§ **PROBLEM STATEMENT**:
Copy each of the following lines word for word, leaving nothing out.

━━━━━ SOURCE RECORDS

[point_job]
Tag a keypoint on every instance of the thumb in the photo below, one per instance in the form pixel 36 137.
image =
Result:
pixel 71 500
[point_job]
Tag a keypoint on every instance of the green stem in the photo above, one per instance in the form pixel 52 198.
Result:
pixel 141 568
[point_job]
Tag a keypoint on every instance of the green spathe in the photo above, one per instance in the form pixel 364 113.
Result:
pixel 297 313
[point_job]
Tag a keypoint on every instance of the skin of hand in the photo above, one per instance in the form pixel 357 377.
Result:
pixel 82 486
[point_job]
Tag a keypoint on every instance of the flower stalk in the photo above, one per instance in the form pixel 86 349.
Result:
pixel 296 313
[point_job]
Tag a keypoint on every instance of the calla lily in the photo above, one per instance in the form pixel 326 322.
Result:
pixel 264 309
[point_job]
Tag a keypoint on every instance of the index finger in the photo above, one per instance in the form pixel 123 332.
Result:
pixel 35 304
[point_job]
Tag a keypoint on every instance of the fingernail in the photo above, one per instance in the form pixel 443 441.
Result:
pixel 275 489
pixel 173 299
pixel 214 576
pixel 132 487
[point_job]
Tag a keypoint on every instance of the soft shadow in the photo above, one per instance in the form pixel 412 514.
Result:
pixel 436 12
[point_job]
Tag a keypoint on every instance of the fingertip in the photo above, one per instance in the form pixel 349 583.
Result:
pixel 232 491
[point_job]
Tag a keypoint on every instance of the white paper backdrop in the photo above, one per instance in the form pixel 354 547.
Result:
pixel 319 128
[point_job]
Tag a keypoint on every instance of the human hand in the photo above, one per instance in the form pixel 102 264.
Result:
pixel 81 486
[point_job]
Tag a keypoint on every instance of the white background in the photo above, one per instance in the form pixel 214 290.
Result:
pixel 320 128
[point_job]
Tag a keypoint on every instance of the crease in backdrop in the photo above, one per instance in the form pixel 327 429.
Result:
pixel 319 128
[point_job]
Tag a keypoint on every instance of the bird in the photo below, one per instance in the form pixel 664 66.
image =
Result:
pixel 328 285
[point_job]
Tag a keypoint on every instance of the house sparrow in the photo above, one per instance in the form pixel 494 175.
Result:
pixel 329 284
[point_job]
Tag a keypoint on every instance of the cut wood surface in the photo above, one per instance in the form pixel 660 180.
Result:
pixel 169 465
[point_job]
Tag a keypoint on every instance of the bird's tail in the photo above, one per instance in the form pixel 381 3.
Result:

━━━━━━━━━━

§ **SOLUTION**:
[point_job]
Tag a keypoint on every instance of the thumb in the photo below, one per instance in the form pixel 36 137.
image =
Result:
pixel 71 500
[point_job]
Tag a keypoint on every instance of the green stem in the photo above, one per instance in the form pixel 52 198.
Result:
pixel 141 568
[point_job]
Tag a keypoint on every instance of the green spathe in the photo above, one per instance in the form pixel 364 113.
Result:
pixel 297 313
[point_job]
Tag a keypoint on every instance of the skin of hand in the photo above, one per instance in the form pixel 357 377.
Result:
pixel 82 486
[point_job]
Tag a keypoint on every instance of the flower stalk in the photo above, one per instance in the form pixel 86 349.
Result:
pixel 296 313
[point_job]
Tag a keypoint on every instance of the calla lily in the photo above, one per instance in the form pixel 326 322.
Result:
pixel 264 309
[point_job]
Tag a keypoint on every instance of the index finger in the photo above, one per instance in the form pixel 123 332.
Result:
pixel 35 304
[point_job]
Tag a keypoint on every instance of the fingernail in the photo above, one per instance in the form pixel 443 441.
Result:
pixel 275 489
pixel 173 299
pixel 214 576
pixel 132 487
[point_job]
Tag a keypoint on every instance of the soft shadow in the photo above, one per instance in the form pixel 412 514.
Result:
pixel 436 12
[point_job]
Tag a keypoint on every instance of the fingertip in the photo above, one per instance in the form pixel 349 583.
Result:
pixel 232 491
[point_job]
Tag a keypoint on every instance of the white paper backdrop in the photo above, one per instance in the form pixel 354 547.
Result:
pixel 319 128
[point_job]
Tag a keypoint on every instance of the human hand in the photo above, one per instance in the form pixel 102 264.
Result:
pixel 81 486
[point_job]
Tag a keypoint on every instance of the white background in the photo above, one per instance in the form pixel 214 290.
Result:
pixel 320 128
[point_job]
Tag a keypoint on every instance of the crease in backdrop in the photo above, one per instance in the form pixel 327 429.
Result:
pixel 319 128
[point_job]
Tag a keypoint on every instance of the bird in the photo below, one per instance in the form pixel 664 66.
image =
Result:
pixel 328 285
[point_job]
Tag a keypoint on every instance of the house sparrow in the photo above, one per instance in the form pixel 494 175.
Result:
pixel 329 284
[point_job]
Tag a keypoint on every instance of the cut wood surface in the photo above, one per instance in the form pixel 660 180.
Result:
pixel 169 465
[point_job]
Tag a keypoint on every instance of the bird's tail in the photo above, one per instance in the form pixel 381 3.
Result:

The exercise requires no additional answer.